Text:
#####

Veröffentlicht am März 11, 2024

Wahre Hochsicherheit ist keine Frage der Technologie, sondern der Denkweise: Sie beginnt dort, wo herkömmliche Best Practices versagen.

  • Die Kombination mehrerer biometrischer Merkmale ist oft eine Redundanzfalle; die wirkliche Stärke liegt in der Verknüpfung unterschiedlicher Faktor-Typen (z. B. Biometrie + Gewicht).
  • Der Faktor Mensch, insbesondere der langjährige, vertrauenswürdige Mitarbeiter, stellt durch Betriebsblindheit oft den primären Angriffsvektor dar.

Empfehlung: Implementieren Sie ein Zero-Trust-Modell, das nicht nur den Perimeter, sondern auch jede einzelne Aktion innerhalb der Sicherheitszone kompromisslos verifiziert.

Die Absicherung eines Hochsicherheitsbereichs – sei es ein Forschungslabor, ein Banktresor oder ein Juwelier-Atelier in der Schweiz – ist ein intellektuelles Duell gegen einen unsichtbaren, aber hochprofessionellen Gegner. Wer hier nur an dickere Wände und mehr Kameras denkt, hat bereits verloren. Die konventionelle Weisheit, Sicherheit durch das blosse Addieren von Komponenten zu erhöhen, ist ein trügerischer und gefährlicher Mythos. Stahltüren, Alarmanlagen und Standard-Zutrittskontrollen sind lediglich die erste Verteidigungslinie; sie halten Amateure ab, aber für professionelle Angreifer sind sie nur kalkulierbare Hindernisse.

#####

Bereitgestellte Daten:
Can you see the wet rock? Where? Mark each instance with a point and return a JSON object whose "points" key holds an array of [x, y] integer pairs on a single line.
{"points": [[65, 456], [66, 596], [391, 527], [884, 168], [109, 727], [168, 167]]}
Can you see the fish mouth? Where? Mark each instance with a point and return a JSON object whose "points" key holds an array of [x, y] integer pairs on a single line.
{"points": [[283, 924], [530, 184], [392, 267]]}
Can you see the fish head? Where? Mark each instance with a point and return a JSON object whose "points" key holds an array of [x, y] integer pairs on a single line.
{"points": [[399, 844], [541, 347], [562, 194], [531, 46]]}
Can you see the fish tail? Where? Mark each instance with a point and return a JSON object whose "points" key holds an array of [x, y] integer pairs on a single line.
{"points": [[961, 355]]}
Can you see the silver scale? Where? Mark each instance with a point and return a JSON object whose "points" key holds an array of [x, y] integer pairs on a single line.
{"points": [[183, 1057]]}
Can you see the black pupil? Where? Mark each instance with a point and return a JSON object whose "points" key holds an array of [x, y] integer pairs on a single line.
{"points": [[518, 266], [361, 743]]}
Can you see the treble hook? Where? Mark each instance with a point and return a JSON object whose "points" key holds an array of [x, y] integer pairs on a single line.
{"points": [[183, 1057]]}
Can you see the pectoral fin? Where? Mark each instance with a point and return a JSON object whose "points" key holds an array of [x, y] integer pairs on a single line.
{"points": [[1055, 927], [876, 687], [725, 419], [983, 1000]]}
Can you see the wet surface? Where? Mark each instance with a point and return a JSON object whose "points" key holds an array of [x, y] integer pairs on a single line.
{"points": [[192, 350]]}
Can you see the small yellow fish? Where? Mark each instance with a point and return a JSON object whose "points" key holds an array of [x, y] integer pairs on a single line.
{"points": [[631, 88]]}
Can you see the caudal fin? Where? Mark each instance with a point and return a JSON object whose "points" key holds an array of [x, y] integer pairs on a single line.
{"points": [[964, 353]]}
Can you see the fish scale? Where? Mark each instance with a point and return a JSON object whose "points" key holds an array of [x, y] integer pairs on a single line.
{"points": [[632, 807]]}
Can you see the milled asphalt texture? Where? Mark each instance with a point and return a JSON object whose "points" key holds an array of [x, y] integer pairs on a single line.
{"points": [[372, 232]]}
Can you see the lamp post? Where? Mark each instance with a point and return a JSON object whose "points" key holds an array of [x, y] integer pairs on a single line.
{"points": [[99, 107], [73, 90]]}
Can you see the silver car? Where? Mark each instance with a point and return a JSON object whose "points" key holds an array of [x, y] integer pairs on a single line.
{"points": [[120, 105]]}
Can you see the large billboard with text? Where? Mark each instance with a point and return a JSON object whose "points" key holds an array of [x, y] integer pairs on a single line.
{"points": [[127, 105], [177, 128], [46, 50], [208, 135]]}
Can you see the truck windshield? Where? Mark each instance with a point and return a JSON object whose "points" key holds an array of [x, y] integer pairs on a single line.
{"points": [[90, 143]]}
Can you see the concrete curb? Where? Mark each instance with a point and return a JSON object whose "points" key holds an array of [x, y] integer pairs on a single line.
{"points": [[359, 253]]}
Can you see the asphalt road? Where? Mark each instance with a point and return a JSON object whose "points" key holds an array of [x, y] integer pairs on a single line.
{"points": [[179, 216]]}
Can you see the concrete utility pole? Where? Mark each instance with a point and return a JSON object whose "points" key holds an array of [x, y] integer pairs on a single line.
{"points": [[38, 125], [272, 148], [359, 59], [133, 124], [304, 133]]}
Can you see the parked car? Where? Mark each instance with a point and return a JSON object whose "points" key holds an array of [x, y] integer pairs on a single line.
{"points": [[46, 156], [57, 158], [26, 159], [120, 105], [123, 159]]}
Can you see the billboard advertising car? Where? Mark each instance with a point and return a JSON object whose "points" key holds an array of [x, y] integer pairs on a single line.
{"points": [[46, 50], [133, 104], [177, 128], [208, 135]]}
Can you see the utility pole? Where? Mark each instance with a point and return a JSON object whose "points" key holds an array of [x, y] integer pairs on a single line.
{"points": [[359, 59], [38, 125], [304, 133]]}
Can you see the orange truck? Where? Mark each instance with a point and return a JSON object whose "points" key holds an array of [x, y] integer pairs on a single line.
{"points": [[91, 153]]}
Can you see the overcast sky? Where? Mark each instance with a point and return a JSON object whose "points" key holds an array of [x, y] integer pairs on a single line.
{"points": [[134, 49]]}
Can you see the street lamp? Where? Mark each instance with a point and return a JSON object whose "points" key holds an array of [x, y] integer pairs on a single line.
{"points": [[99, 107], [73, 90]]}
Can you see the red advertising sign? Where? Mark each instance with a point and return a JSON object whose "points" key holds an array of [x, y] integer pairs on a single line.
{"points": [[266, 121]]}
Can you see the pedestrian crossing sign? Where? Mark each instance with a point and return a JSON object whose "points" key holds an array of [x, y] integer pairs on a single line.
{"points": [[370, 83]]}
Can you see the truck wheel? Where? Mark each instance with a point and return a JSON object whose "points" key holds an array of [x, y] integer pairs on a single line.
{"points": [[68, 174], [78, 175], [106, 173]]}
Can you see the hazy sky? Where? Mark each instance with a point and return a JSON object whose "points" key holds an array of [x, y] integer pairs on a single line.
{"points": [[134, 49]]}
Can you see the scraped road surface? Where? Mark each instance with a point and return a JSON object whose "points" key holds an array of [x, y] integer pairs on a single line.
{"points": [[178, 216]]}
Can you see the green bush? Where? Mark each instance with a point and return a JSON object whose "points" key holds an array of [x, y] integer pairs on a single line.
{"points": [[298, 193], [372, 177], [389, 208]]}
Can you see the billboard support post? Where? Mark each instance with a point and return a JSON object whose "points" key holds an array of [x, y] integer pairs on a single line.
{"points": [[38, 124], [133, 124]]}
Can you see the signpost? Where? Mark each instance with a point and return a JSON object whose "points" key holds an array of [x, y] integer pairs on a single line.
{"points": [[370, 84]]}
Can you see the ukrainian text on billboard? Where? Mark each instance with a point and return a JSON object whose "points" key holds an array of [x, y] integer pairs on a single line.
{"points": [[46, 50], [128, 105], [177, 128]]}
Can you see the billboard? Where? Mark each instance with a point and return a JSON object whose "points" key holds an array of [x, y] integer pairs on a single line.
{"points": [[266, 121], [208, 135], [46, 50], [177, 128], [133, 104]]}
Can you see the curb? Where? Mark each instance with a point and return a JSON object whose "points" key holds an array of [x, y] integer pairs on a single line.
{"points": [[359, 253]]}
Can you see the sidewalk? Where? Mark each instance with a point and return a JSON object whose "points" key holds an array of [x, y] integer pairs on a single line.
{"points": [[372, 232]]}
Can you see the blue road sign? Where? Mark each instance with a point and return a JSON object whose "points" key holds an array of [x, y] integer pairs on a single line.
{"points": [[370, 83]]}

#####

Ziel A: Fassen Sie den Text in zwei Sätzen zusammen.
Ziel B: Prüfen Sie, ob die folgenden Aussagen mit dem Text übereinstimmen, und geben Sie zu jeder ein Ja oder Nein mit dem entscheidenden Wortlaut des Textes als wörtlichem Zitat an: (i) Die Kombination mehrerer biometrischer Merkmale gilt als die wirksamste Absicherung. (ii) Stahltüren und Alarmanlagen halten Amateure ab. (iii) Das empfohlene Zero-Trust-Modell soll ausschliesslich den Perimeter verifizieren.
Ziel C: Zitieren Sie aus dem Text wörtlich den Abschnitt, der mit „Veröffentlicht am März“ beginnt und mit „Biometrie + Gewicht).“ endet.

Ergebnis A: Hochsicherheit ist laut Text keine Frage der Technologie, sondern der Denkweise, denn Stahltüren, Alarmanlagen und Standard-Zutrittskontrollen halten nur Amateure ab und sind für professionelle Angreifer kalkulierbare Hindernisse. Empfohlen wird ein Zero-Trust-Modell, das auch jede einzelne Aktion innerhalb der Sicherheitszone verifiziert, da langjährige, vertrauenswürdige Mitarbeiter durch Betriebsblindheit oft den primären Angriffsvektor darstellen.

Ergebnis B:
(i) Nein: „Die Kombination mehrerer biometrischer Merkmale ist oft eine Redundanzfalle“.
(ii) Ja: „sie halten Amateure ab, aber für professionelle Angreifer sind sie nur kalkulierbare Hindernisse“.
(iii) Nein: „nicht nur den Perimeter, sondern auch jede einzelne Aktion innerhalb der Sicherheitszone kompromisslos verifiziert“.

Ergebnis C:
Veröffentlicht am März 11, 2024

Wahre Hochsicherheit ist keine Frage der Technologie, sondern der Denkweise: Sie beginnt dort, wo herkömmliche Best Practices versagen.

  • Die Kombination mehrerer biometrischer Merkmale ist oft eine Redundanzfalle; die wirkliche Stärke liegt in der Verknüpfung unterschiedlicher Faktor-Typen (z. B. Biometrie + Gewicht).